**PROBLEMS:**
1. Please decide whether each statement agrees with the dapp architecture article, giving yes or no and quoting the article's deciding words. (a) The author visited Toronto for the Blockchain Futurist Conference. (b) Most developers at the businesses had years of experience building scalable systems. (c) The event-sourced design is closely related to Redux.
2. Update the dapp architecture article between "In fact, one" and "the entire week.", inclusive, and write that stretch out with "developers" changed to "engineers".

**PASSAGE SHOWN:**
------------------------
Professional Đapp Architecture

Building Scalable and Upgradeable Systems

Last week, while in Toronto for the ‘Blockchain Futurist Conference’, I had the opportunity to sit down with a few Toronto-based blockchain companies and work through some of the architectural issues that they were dealing with.

Toronto was very humid, if you can’t tell from my shirt

While there were some companies with a pretty firm handle on their tech (Ex: Horizon Games), I found myself gobsmacked at how little some of the better-funded and well-known ventures had invested in their technical architecture. This isn’t too surprising, though, as most of the developers working for these businesses were fresh out of college and had little to no experience building scalable or performant systems.

In fact, one of the developers told me that the rest of the technical team thought of his lack of development experience outside of blockchain as a strength because he had not been sullied by the ‘old way’ of doing things — this was the most absurd thing that I had heard the entire week.

Regarding the technical architecture of these businesses, one of the most glaring problems (at its root) was the conflation of data storage with business logic — this is akin to storing the database in the programs that access and manipulate it. The difficulty with this approach is that it often provides little flexibility for the architecture to grow and evolve over time — and I can’t say that I know of many large systems that were built perfectly the first time.

Note: Some prerequisite CS knowledge is needed to follow through the technical parts of the article. If you’ve used Redux before, this should be a breeze.

In this article, I will be explaining a foundational architecture that I advise to many of the businesses in the space due to its simplicity, modularity, and platform agnosticism. And as an added benefit, the event-sourced design is closely related to Redux, providing familiarity to many existing JavaScript developers. Here is a generalized / high-level diagram of what we will be reviewing:

Simple!

Now, nothing is a silver bullet, but this architecture can likely serve most of the needs you will have building your decentralized applications.

Inspiration

This architecture was developed with the intention of addressing the following problems:

  • Latency (On-chain confirmation time can hinder user experience)
------------------------
**SOURCE MATERIAL:**

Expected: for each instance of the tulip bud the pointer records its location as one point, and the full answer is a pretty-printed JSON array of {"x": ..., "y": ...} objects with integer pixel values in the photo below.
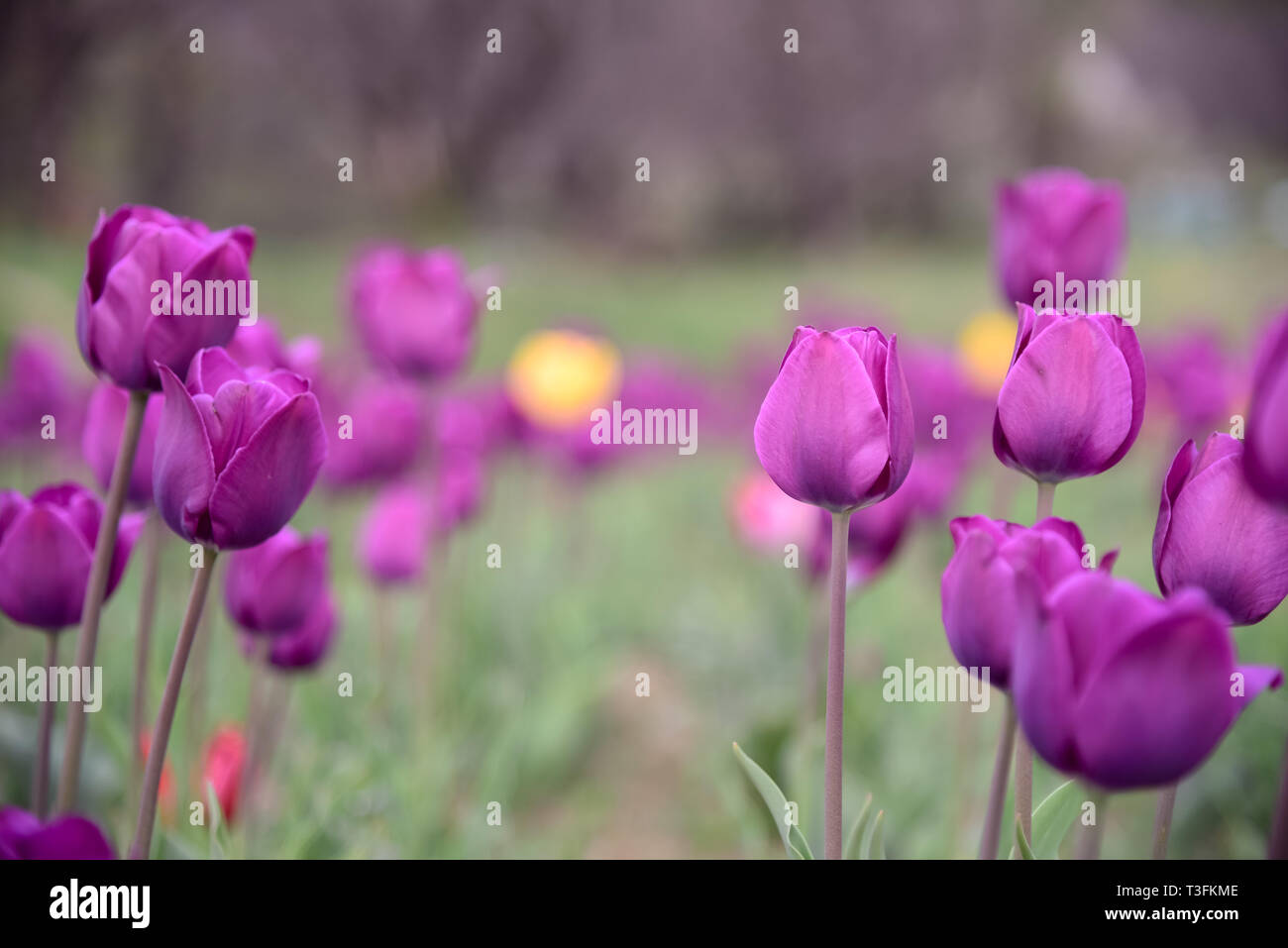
------------------------
**ANSWERS BELOW:**
1.
(a) Yes: "while in Toronto for the ‘Blockchain Futurist Conference’"
(b) No: "most of the developers working for these businesses were fresh out of college and had little to no experience building scalable or performant systems"
(c) Yes: "the event-sourced design is closely related to Redux"

2.
In fact, one of the engineers told me that the rest of the technical team thought of his lack of development experience outside of blockchain as a strength because he had not been sullied by the ‘old way’ of doing things — this was the most absurd thing that I had heard the entire week.